Fragmento del documento:
'''

Estamos ante una mezcla de nueva filosofía, ciencia-ficción y “cómics” que ha venido penetrando a través de la digitalización (alguien propuso ya hace tiempo el nombre de “homo digitalis” para estas generaciones), la alienación, la ingeniería social y la inteligencia artificial (IA), donde todo vale y es útil al propósito del movimiento transhumanista. Un movimiento que tiene sus “pontífices” o profetas como Hans Moravec del Instituto de Robótica de la Universidad Carnegie-Mellon, Marvin Minsky del Laboratorio de Inteligencia Artificial del MIT o Raymond Kurzweil, director de ingeniería de Google, que ya preveían desde la década de los ochenta un cambio a través de los ordenadores hasta llegar a la “singularidad”, con máquinas inteligentes que podrían autorreproducirse y serían inmortales. Junto a ellos, Nick Bostrom de la Oxford University, se perfila como máximo exponente de este movimiento cultural, intelectual y científico.
Frente a este panorama de extinción de la especie humana como tal, se alzan cuestiones éticas y morales en la relación entre el hombre y la máquina, donde se suele prescindir de preguntas tan esenciales como ¿producirá más felicidad, dignidad o libertad o, por el contrario, puede producir más desigualdad y dolor?

'''

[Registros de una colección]
'''

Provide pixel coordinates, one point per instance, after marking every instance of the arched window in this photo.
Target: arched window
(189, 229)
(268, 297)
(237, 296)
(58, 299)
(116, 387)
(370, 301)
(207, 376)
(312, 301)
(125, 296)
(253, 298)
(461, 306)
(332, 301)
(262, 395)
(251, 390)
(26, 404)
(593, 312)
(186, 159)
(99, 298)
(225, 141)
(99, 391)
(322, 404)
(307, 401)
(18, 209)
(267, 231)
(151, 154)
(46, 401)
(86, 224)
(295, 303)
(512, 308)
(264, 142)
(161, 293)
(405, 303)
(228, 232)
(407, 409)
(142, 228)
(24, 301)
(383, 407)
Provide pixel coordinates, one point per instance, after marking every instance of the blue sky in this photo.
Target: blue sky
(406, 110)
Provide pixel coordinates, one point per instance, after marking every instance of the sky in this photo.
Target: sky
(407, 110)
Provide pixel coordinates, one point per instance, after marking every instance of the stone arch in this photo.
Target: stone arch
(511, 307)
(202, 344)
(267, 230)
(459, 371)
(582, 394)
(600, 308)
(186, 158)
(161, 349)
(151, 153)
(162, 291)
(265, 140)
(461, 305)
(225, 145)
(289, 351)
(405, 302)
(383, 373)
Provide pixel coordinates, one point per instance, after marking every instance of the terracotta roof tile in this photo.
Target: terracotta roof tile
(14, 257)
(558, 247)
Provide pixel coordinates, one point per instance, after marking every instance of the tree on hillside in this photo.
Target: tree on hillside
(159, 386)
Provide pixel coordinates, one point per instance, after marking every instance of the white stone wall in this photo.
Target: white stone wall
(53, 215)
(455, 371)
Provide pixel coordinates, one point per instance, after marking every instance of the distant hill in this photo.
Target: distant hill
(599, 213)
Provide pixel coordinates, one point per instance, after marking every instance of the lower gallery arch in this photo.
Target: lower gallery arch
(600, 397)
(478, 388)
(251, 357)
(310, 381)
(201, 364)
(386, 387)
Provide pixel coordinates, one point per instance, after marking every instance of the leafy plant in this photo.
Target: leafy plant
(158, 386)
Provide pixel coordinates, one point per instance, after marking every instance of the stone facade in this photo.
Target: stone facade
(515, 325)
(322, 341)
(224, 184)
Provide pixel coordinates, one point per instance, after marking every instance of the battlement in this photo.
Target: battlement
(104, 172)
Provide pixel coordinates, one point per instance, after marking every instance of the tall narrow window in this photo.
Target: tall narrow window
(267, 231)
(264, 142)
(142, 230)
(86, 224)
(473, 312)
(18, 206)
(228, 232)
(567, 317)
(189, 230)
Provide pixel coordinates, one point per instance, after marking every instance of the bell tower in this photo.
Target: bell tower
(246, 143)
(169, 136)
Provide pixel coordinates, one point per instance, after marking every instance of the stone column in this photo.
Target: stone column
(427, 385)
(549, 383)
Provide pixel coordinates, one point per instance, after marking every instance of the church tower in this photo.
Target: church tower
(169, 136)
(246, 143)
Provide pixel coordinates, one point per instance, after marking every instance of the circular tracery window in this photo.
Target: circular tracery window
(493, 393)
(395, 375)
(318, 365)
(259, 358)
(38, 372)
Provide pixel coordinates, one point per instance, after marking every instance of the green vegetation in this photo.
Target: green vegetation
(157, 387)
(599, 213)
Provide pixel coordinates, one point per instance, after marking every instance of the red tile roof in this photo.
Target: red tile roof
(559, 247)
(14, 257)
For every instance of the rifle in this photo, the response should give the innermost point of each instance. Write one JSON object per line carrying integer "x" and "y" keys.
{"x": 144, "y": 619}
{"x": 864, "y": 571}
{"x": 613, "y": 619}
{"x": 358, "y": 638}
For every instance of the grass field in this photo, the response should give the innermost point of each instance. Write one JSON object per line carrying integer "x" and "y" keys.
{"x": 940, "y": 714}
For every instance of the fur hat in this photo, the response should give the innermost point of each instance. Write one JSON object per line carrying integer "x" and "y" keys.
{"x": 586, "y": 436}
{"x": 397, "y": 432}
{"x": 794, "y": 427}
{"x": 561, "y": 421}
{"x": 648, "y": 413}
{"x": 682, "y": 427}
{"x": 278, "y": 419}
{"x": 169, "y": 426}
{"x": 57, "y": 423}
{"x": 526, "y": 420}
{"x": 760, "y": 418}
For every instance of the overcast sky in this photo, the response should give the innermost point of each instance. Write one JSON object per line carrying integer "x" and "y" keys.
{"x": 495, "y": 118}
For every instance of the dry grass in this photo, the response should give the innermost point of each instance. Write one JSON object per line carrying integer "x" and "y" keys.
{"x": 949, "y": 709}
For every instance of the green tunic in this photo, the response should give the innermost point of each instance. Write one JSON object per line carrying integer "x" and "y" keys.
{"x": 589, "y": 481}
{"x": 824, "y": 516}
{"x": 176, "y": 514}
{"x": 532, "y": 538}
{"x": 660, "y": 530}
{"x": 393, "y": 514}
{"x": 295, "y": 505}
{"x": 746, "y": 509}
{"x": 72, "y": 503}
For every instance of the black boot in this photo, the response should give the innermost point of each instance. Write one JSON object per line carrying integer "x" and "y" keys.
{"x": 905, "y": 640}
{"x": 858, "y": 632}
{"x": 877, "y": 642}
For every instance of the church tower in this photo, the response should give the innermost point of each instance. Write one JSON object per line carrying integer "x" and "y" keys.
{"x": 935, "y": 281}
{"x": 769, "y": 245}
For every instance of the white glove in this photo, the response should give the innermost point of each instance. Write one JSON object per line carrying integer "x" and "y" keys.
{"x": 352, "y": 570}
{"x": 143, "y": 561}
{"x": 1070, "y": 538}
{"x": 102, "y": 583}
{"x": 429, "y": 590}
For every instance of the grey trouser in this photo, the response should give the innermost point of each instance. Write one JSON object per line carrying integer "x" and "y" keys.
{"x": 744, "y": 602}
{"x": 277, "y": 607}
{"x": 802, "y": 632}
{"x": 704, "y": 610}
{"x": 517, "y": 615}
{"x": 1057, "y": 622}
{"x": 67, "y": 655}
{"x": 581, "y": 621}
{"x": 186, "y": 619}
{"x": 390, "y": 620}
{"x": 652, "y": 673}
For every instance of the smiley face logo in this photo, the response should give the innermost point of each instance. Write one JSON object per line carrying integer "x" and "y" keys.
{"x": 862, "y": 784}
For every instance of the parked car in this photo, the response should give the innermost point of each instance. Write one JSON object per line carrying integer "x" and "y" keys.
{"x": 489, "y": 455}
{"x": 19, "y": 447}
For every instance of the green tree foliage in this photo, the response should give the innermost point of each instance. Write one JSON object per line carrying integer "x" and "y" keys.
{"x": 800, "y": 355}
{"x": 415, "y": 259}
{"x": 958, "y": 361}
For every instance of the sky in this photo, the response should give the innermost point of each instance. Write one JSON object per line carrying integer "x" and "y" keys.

'''

Requisitos del ejercicio:
1 - Enumera a todas las personas que el fragmento sobre el transhumanismo menciona por su nombre.
2 - Prosigue el fragmento sobre el transhumanismo desde su última oración.

Respuestas del ejercicio:
1 -
- Hans Moravec
- Marvin Minsky
- Raymond Kurzweil
- Nick Bostrom

2 -
Como es natural, pocos serían contrarios a la mejora de tratamientos para la salud que pudieran alargar la vida y erradicar enfermedades; muy pocos serían capaces de rechazar ser más inteligentes, más fuertes, más sanos y más poderosos que los demás (una consecuencia del darwinismo clásico elevado a la máxima potencia) incluyendo la posibilidad de ser inmortales a través de la biotecnología. Lo vemos en cuanto al consumo de farmacologías, tratamientos del cuerpo y alimentación, donde se mezclan a partes iguales la ingenuidad y la ignorancia, pero al mismo tiempo asistimos al uso de prótesis y órganos artificiales implantados que neutralizan nuestra deficiencias físicas y psíquicas de forma que, el envejecimiento que empieza en el mismo nacimiento, puede posponerse indefinidamente. Otro “apóstol” del transhumanismo, Robert Paparell considerado del “núcleo duro” del movimiento, destaca la obligación de proporcionar mejoras continuas a las capacidades humanas, incluidas las emocionales y las morales. Un crecimiento exponencial indefinidamente sostenido -según Kurzweil- que predice para el año 2029 una máquina igual al cerebro humano con ochenta y seis mil millones de neuronas.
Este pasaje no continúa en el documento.